__TASK STATEMENT__.
Would you transcribe the records below exactly, omitting every picture?

Dataset entries:

....

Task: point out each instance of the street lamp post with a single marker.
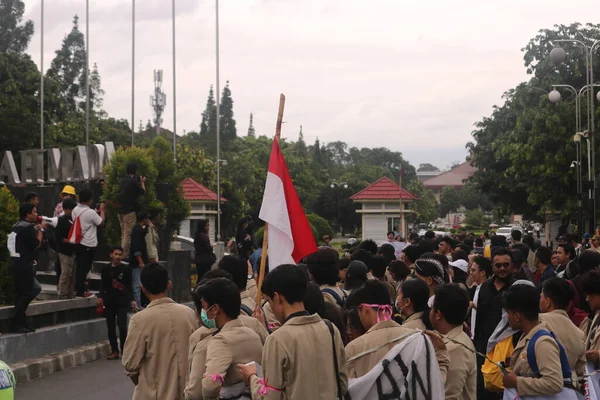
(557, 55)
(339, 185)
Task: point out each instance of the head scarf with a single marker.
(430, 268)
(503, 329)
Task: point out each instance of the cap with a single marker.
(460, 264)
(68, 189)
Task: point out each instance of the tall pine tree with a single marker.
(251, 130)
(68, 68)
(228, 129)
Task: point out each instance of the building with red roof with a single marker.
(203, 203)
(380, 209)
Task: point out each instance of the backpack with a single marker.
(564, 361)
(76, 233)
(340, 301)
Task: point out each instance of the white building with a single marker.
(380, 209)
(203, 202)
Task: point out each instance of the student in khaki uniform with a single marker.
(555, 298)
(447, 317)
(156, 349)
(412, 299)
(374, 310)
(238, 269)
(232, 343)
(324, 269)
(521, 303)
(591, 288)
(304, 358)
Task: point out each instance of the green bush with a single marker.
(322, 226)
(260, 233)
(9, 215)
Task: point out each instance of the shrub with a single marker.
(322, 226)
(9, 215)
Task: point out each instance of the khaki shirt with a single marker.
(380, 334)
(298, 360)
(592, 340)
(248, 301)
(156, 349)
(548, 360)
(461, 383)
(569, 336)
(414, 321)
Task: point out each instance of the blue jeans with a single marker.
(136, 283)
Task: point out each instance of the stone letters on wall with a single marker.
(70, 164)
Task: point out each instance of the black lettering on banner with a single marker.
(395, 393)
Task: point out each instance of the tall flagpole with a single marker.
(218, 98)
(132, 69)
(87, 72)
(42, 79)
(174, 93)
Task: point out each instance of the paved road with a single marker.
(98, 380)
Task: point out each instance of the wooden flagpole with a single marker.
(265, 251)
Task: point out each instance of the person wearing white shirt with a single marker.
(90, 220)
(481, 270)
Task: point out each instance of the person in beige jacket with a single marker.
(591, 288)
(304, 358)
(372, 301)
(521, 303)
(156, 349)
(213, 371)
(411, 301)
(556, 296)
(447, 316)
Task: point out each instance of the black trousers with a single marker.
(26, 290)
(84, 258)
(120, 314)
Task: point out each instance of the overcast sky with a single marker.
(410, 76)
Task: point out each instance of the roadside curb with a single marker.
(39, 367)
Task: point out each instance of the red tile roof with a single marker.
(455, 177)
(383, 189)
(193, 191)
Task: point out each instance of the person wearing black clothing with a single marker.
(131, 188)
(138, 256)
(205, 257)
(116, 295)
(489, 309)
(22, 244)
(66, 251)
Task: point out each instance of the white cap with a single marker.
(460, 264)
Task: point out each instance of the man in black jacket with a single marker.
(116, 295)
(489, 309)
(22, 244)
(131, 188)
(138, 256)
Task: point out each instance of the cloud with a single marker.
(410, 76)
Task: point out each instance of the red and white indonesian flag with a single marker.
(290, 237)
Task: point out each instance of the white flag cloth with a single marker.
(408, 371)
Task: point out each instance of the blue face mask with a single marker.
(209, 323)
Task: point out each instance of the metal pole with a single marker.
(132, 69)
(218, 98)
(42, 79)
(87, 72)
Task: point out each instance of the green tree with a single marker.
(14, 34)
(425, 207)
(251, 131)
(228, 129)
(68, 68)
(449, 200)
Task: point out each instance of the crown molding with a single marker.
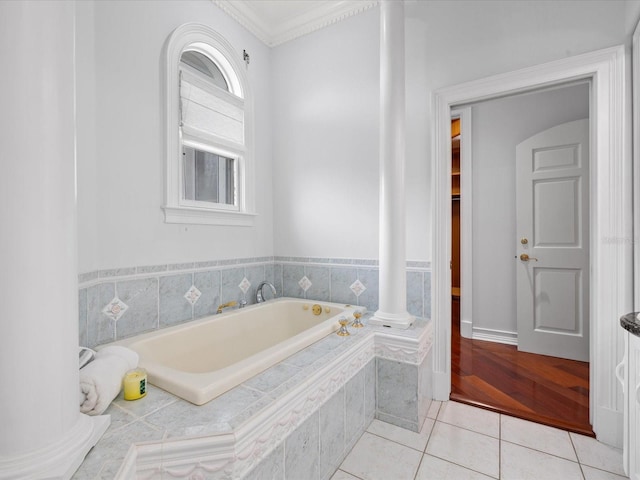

....

__ANSWER BOX__.
Task: point out each instance of the street lamp post with a single marker.
(557, 55)
(339, 185)
Task: point out each instance of the head scarf with a single marker.
(430, 268)
(503, 329)
Task: point out each instance of the cap with a single marker.
(460, 264)
(68, 189)
Task: point out each instance of the tall pine tree with a single marker.
(251, 130)
(68, 68)
(228, 129)
Task: point out each instance of the building with red roof with a single marker.
(203, 203)
(380, 209)
Task: point out each instance of the backpack with a single marker.
(564, 361)
(76, 233)
(340, 301)
Task: point out each instance of the white building with a single marker.
(380, 209)
(203, 202)
Task: point out each instance of the student in khaki uniform with a single marker.
(555, 298)
(447, 317)
(156, 349)
(412, 299)
(374, 310)
(238, 269)
(232, 343)
(324, 269)
(521, 303)
(591, 288)
(304, 358)
Task: point out each instance of the green bush with a single marker.
(322, 226)
(260, 233)
(9, 215)
Task: point out each instance of the shrub with a single marker.
(322, 226)
(9, 215)
Task: point out each instance of the khaki shirt with a single marker.
(380, 334)
(298, 360)
(592, 340)
(248, 301)
(156, 349)
(548, 360)
(461, 383)
(569, 336)
(414, 321)
Task: point out each instance of the blue jeans with a single marker.
(136, 283)
Task: point out each instance of the stone letters on wall with a single marker.
(70, 164)
Task: point out each instance of the black lettering on banner with a single marker.
(395, 393)
Task: point out each instance of the tall flagpole with a single marker.
(218, 98)
(132, 69)
(87, 72)
(42, 79)
(174, 93)
Task: point out each instance of the paved road with a single marker.
(98, 380)
Task: point out each instance of the wooden flagpole with a single marker.
(265, 251)
Task: point out each instance of the person wearing white shirt with a single marker.
(90, 220)
(481, 270)
Task: point out each instance of the person in beige jacket with a single marker.
(591, 288)
(304, 358)
(372, 301)
(521, 303)
(156, 349)
(213, 371)
(411, 301)
(556, 296)
(447, 316)
Task: point out each instance of the black trousers with a single marker.
(26, 290)
(84, 258)
(120, 314)
Task: point out each instance of the overcast sky with a single marker.
(410, 76)
Task: point out each instance of the roadside curb with a single marker.
(39, 367)
Task: point out each instance of the red tile roof with a single marker.
(455, 177)
(383, 189)
(193, 191)
Task: point out each instance of the person wearing black clothing with a single marker.
(131, 188)
(138, 256)
(205, 257)
(116, 295)
(489, 309)
(22, 244)
(66, 251)
Task: point out each instance of the white cap with a single marker.
(460, 264)
Task: point out each instance of the man in black jacket with a single marker.
(116, 295)
(489, 309)
(22, 244)
(131, 188)
(138, 256)
Task: point out each instance of the cloud with a single marker.
(410, 76)
Task: point out each instance of the red and white indonesian flag with a single marker.
(290, 237)
Task: point out each instance of the white flag cloth with a single marker.
(408, 371)
Task: point out each instance of the blue face mask with a single marker.
(209, 323)
Task: point out each instance of the metal pole with a single marker.
(132, 69)
(218, 98)
(42, 79)
(87, 72)
Task: point out each instance of the green tree with a single marker.
(14, 34)
(425, 207)
(251, 131)
(228, 129)
(68, 68)
(449, 200)
Task: point out each instance of the crown molding with a single marker.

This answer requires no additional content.